→ WORK INSTRUCTION: Starting with the line that contains "[point] every instance of the tree", reproduce each line through the end of the entries exactly as written.

:::

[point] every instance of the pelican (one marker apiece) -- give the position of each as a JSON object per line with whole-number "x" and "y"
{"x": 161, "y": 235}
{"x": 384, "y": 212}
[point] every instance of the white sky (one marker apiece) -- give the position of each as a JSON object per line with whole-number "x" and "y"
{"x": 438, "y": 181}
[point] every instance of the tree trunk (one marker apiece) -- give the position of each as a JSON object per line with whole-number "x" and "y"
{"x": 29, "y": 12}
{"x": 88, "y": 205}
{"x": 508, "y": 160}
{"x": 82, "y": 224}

:::

→ RESPONSE AREA:
[point] every instance of the tree trunk (one marker apiece) -- give the position of each as a JSON object per line with whole-number "x" and "y"
{"x": 29, "y": 12}
{"x": 88, "y": 205}
{"x": 508, "y": 160}
{"x": 82, "y": 224}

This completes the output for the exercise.